NOTES TO THE CONSOLIDATED FINANCIAL STATEMENTS (unaudited)

12. DERIVATIVE FINANCIAL INSTRUMENTS AND HEDGING ACTIVITIES  – (continued)

Derivative Positions

Our derivative financial instruments are included at their fair values in the consolidated statements of financial position as follows:

   
  March 31,
2016
  December 31,
2015
     (in millions)
Other current assets   $ 101.9     $ 123.9  
Other assets, net     26.2       39.7  
Accounts payable and other(1)     (148.7 )      (130.9 ) 
Other long-term liabilities     (141.0 )      (90.6 ) 
     $ (161.6 )    $ (57.9 ) 

(1) Includes $12.6 million held of cash collateral at December 31, 2015.

The changes in the assets and liabilities associated with our derivatives are primarily attributable to the effects of new derivative transactions we have entered at prevailing market prices, settlement of maturing derivatives and the change in forward market prices of our remaining hedges. Our portfolio of derivative financial instruments is largely comprised of natural gas, NGL and crude oil sales and purchase contracts and interest rate contracts.

The table below summarizes our derivative balances by counterparty credit quality (any negative amounts represent our net obligations to pay the counterparty).

   
  March 31,
2016
  December 31,
2015
     (in millions)
Counterparty Credit Quality(1)
                 
AAA   $ 0.1     $  
AA(2)     (47.3 )      (12.4 )

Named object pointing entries
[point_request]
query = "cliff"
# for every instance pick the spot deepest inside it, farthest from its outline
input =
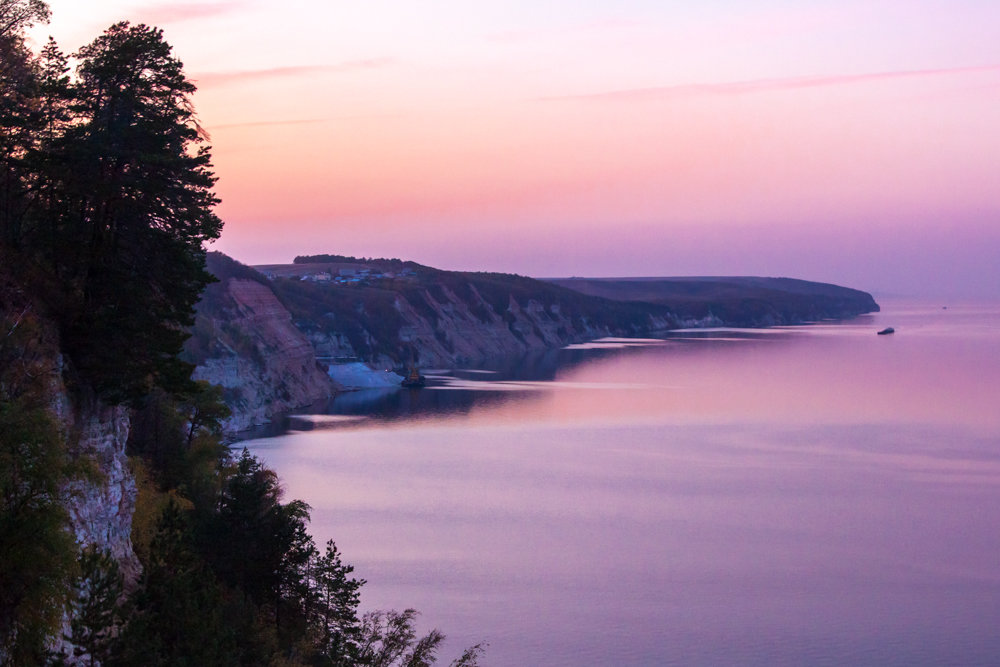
(245, 341)
(91, 436)
(270, 336)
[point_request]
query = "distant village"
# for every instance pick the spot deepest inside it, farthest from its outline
(334, 274)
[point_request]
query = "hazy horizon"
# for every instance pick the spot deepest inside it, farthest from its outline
(842, 142)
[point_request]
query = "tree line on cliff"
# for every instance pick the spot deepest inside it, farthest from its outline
(106, 203)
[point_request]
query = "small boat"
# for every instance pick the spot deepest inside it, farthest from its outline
(414, 379)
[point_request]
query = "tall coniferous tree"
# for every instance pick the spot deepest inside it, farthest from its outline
(136, 188)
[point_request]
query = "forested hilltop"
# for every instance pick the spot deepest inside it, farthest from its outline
(274, 336)
(128, 533)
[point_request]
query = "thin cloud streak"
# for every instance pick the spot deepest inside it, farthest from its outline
(168, 12)
(765, 85)
(262, 123)
(224, 78)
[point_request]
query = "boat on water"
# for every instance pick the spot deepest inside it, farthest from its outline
(414, 379)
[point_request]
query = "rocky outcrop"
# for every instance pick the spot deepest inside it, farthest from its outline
(264, 363)
(101, 509)
(270, 342)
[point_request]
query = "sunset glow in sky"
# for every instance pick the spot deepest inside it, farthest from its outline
(849, 141)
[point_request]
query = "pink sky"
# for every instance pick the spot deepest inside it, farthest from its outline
(853, 142)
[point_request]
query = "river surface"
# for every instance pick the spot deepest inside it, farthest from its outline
(803, 495)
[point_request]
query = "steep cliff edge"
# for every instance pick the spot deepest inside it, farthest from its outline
(270, 336)
(73, 442)
(733, 300)
(245, 341)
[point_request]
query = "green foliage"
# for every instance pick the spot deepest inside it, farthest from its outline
(37, 551)
(179, 616)
(389, 639)
(105, 182)
(96, 610)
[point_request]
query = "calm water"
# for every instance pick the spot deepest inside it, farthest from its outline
(812, 495)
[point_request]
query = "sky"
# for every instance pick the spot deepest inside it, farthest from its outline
(849, 141)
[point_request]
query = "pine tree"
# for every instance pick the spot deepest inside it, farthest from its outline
(135, 186)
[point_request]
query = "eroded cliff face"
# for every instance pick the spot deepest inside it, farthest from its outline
(265, 364)
(460, 331)
(101, 510)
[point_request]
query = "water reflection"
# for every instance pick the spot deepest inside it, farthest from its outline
(815, 495)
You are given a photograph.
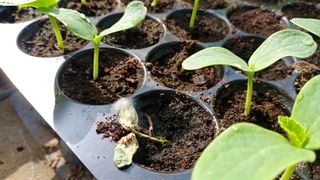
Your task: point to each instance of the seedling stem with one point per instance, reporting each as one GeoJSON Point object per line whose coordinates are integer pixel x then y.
{"type": "Point", "coordinates": [249, 93]}
{"type": "Point", "coordinates": [57, 32]}
{"type": "Point", "coordinates": [194, 14]}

### Objective 1
Write out the derivative financial instruments note word for word, starting at "Our derivative financial" and ending at "(148.7 )      (130.9 )".
### Objective 2
In the derivative financial instruments note, condense the paragraph beginning "The changes in the assets and liabilities" into a shorter version that keeps its main facts.
### Objective 3
Continue the derivative financial instruments note from the point where it stops.
The listing has no connection to the derivative financial instruments note.

### Task result 1
Our derivative financial instruments are included at their fair values in the consolidated statements of financial position as follows:

   
  March 31,
2016
  December 31,
2015
     (in millions)
Other current assets   $ 101.9     $ 123.9  
Other assets, net     26.2       39.7  
Accounts payable and other(1)     (148.7 )      (130.9 )

### Task result 2
The changes in derivative assets and liabilities come mainly from three sources: new derivative transactions entered at prevailing market prices, settlement of maturing derivatives, and changes in forward market prices of the remaining hedges. The portfolio consists largely of natural gas, NGL and crude oil sales and purchase contracts, along with interest rate contracts.

### Task result 3
A     (44.1 )      (10.5 ) 
Lower than A     (70.3 )      (35.0 ) 
     $ (161.6 )    $ (57.9 ) 

(1) As determined by nationally-recognized statistical ratings organizations.
(2) Includes $12.6 million held of cash collateral at December 31, 2015.

As the net value of our derivative financial instruments has decreased in response to changes in forward commodity prices and interest rates, our outstanding financial exposure to third parties has also decreased. When credit thresholds are met pursuant to the terms of our International Swaps and Derivatives Association, Inc., or ISDA®, financial contracts, we have the right to require collateral from our counterparties. We include any cash collateral received or posted in the balances listed above. At March 31, 2016, we did not have any cash collateral on our asset exposures. At December 31, 2015, we held $12.6 million of cash collateral on our asset exposures. Cash collateral is classified as “Restricted cash” in our consolidated statements of financial position.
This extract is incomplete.